### Consigne a
Dans la liste, partez de la ligne qui contient « The service MUST return one point per instance of the wooden » et allez jusqu'à la fin de la liste, bornes comprises. Donnez ces lignes en les numérotant, sans les lignes vides.
──────── Texte de lecture ────────
7La dernière partie est consacrée à la période de l’après-guerre. L’auteur distingue les années 1945-1956, « de reconstruction et de grand dynamisme », et les années 1956-1967, « qui portent en germe la rupture de 1968 » (p. 273). À la faculté des lettres, la première décennie voit se diversifier l’offre de formation en langues vivantes, notamment à la suite du recrutement de lecteurs de néerlandais, de portugais, de serbo-croate, de roumain et de langues scandinaves. Cet élargissement de l’offre de langues se poursuit dans les années suivantes avec la création de postes de professeurs d’arabe, d’hébreu et de dialectologie alsacienne et géographie linguistique ainsi que de nombreux lectorats (grec, hébreu, hongrois, turc, persan) ; cette seconde décennie sera également marquée par les bouleversements affectant le système universitaire français dans son ensemble, au premier rang desquels l’explosion du nombre d’étudiants, qui motivera la construction du campus de l’Esplanade où sera hébergée dès 1966 une partie de la faculté des lettres (dont les effectifs étudiants avaient plus que triplé en quelques années !). Hamm montre enfin que certaines innovations pédagogiques et techniques de cette période annoncent des évolutions majeures dans le paysage universitaire français, notamment la mise en place des filières appliquées et du télé-enseignement.

8L’ouvrage se clôt par une brève conclusion esquissant les évolutions après 1967 dans le contexte de la réconciliation franco-allemande et de la construction européenne, suivie d’une présentation de la faculté des langues en 2022 par la doyenne Anne Bandry ainsi que des annexes, fort instructives, qui précisent les noms des doyens des facultés des lettres (1806-1968), des détenteurs des chaires qui y sont hébergées (1809-1870), des enseignants titulaires (1919-1967) et des lecteurs de langues (1809-1967) ainsi que les effectifs étudiants (1919-1967) et le nombre de doctorats délivrés par les différentes facultés (1920-1967).
────────
### Consigne b
Recopiez intégralement le texte ci-dessus sur l'histoire de la faculté des lettres.
──────── Support d'exercice ────────
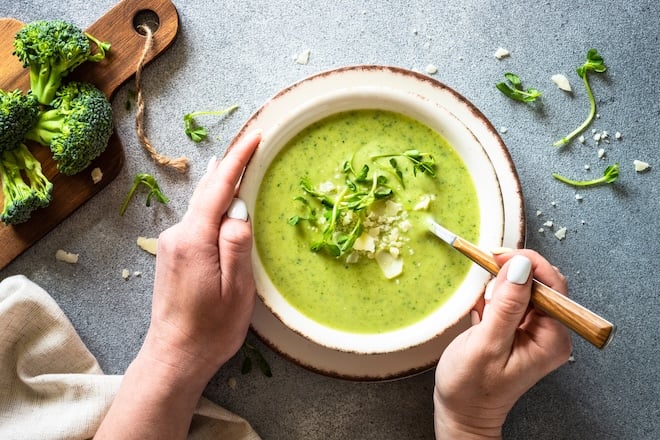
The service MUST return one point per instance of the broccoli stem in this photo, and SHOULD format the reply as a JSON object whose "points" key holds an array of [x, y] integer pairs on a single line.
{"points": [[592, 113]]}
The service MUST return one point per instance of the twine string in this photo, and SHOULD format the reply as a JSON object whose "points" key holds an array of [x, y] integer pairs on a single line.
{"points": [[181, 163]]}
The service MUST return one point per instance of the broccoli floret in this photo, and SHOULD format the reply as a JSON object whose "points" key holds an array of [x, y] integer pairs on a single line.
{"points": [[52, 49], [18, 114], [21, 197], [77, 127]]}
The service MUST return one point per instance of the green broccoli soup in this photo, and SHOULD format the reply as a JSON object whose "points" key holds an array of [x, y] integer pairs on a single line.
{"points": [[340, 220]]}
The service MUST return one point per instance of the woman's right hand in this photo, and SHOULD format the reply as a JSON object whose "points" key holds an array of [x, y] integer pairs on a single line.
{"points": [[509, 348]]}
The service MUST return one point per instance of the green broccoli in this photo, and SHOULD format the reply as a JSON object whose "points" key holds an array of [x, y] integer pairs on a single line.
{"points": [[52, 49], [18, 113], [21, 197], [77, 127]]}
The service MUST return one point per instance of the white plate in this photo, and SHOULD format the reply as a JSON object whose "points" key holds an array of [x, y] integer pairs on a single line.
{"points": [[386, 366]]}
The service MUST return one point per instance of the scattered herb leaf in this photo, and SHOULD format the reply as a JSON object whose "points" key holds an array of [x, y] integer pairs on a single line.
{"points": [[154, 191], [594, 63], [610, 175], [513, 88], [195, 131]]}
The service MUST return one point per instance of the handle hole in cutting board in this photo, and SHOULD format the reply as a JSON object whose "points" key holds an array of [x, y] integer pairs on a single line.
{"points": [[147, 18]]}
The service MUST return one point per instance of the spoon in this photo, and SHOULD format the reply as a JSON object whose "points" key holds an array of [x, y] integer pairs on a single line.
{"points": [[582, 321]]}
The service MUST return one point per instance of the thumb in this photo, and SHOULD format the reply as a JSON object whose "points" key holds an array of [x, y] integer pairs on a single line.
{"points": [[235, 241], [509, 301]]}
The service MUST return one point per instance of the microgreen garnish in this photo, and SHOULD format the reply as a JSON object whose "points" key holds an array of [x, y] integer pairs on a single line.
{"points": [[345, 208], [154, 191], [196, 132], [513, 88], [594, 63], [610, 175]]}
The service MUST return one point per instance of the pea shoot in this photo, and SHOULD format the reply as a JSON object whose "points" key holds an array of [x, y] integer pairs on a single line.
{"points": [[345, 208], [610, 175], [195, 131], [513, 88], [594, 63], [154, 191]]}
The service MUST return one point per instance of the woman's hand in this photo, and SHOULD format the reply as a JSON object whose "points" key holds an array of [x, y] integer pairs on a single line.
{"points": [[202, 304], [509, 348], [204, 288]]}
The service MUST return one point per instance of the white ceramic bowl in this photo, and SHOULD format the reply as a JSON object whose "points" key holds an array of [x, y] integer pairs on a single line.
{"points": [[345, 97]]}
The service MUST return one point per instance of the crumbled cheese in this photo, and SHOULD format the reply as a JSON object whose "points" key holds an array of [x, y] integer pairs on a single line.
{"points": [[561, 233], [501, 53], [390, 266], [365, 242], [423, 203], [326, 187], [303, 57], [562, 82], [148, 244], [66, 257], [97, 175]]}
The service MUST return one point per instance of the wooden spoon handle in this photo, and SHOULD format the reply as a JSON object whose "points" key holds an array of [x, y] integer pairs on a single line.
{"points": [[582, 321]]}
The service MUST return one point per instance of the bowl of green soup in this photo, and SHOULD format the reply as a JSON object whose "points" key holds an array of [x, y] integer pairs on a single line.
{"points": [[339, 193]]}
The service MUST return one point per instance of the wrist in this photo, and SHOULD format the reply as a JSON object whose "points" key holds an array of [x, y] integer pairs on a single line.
────────
### Résultat obtenu a
1. The service MUST return one point per instance of the wooden spoon handle in this photo, and SHOULD format the reply as a JSON object whose "points" key holds an array of [x, y] integer pairs on a single line.
2. {"points": [[582, 321]]}
3. The service MUST return one point per instance of the bowl of green soup in this photo, and SHOULD format the reply as a JSON object whose "points" key holds an array of [x, y] integer pairs on a single line.
4. {"points": [[339, 193]]}
5. The service MUST return one point per instance of the wrist in this photo, and SHOULD format the reply as a JSON object whose "points" key holds an array of [x, y] integer pairs on a single line.

### Résultat obtenu b
7La dernière partie est consacrée à la période de l’après-guerre. L’auteur distingue les années 1945-1956, « de reconstruction et de grand dynamisme », et les années 1956-1967, « qui portent en germe la rupture de 1968 » (p. 273). À la faculté des lettres, la première décennie voit se diversifier l’offre de formation en langues vivantes, notamment à la suite du recrutement de lecteurs de néerlandais, de portugais, de serbo-croate, de roumain et de langues scandinaves. Cet élargissement de l’offre de langues se poursuit dans les années suivantes avec la création de postes de professeurs d’arabe, d’hébreu et de dialectologie alsacienne et géographie linguistique ainsi que de nombreux lectorats (grec, hébreu, hongrois, turc, persan) ; cette seconde décennie sera également marquée par les bouleversements affectant le système universitaire français dans son ensemble, au premier rang desquels l’explosion du nombre d’étudiants, qui motivera la construction du campus de l’Esplanade où sera hébergée dès 1966 une partie de la faculté des lettres (dont les effectifs étudiants avaient plus que triplé en quelques années !). Hamm montre enfin que certaines innovations pédagogiques et techniques de cette période annoncent des évolutions majeures dans le paysage universitaire français, notamment la mise en place des filières appliquées et du télé-enseignement.

8L’ouvrage se clôt par une brève conclusion esquissant les évolutions après 1967 dans le contexte de la réconciliation franco-allemande et de la construction européenne, suivie d’une présentation de la faculté des langues en 2022 par la doyenne Anne Bandry ainsi que des annexes, fort instructives, qui précisent les noms des doyens des facultés des lettres (1806-1968), des détenteurs des chaires qui y sont hébergées (1809-1870), des enseignants titulaires (1919-1967) et des lecteurs de langues (1809-1967) ainsi que les effectifs étudiants (1919-1967) et le nombre de doctorats délivrés par les différentes facultés (1920-1967).